--- START ---
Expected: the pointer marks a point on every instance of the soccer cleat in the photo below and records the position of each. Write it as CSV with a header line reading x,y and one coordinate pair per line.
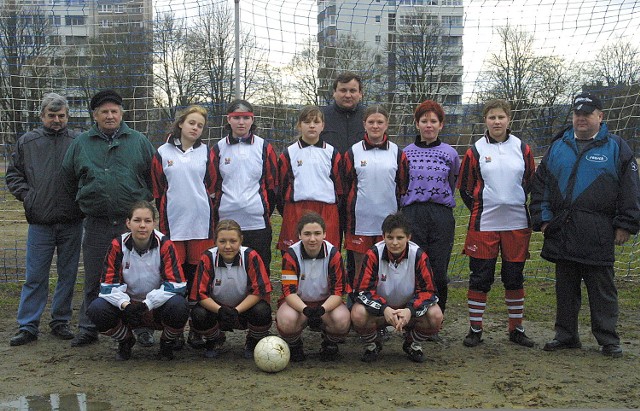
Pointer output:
x,y
62,331
414,351
473,338
124,349
297,352
328,351
519,337
166,350
22,337
371,351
--- END ---
## Aim of the task
Output the records above verbatim. Pictures stay out.

## Exercise output
Expected: the pointer marks a point on every instance of the soccer cleat in the photo below and records the position of each. Write it as CSV with a header line reading x,y and one coordinate pair per line.
Pointer output:
x,y
62,331
414,351
473,338
124,349
297,352
328,351
519,337
166,350
22,337
371,351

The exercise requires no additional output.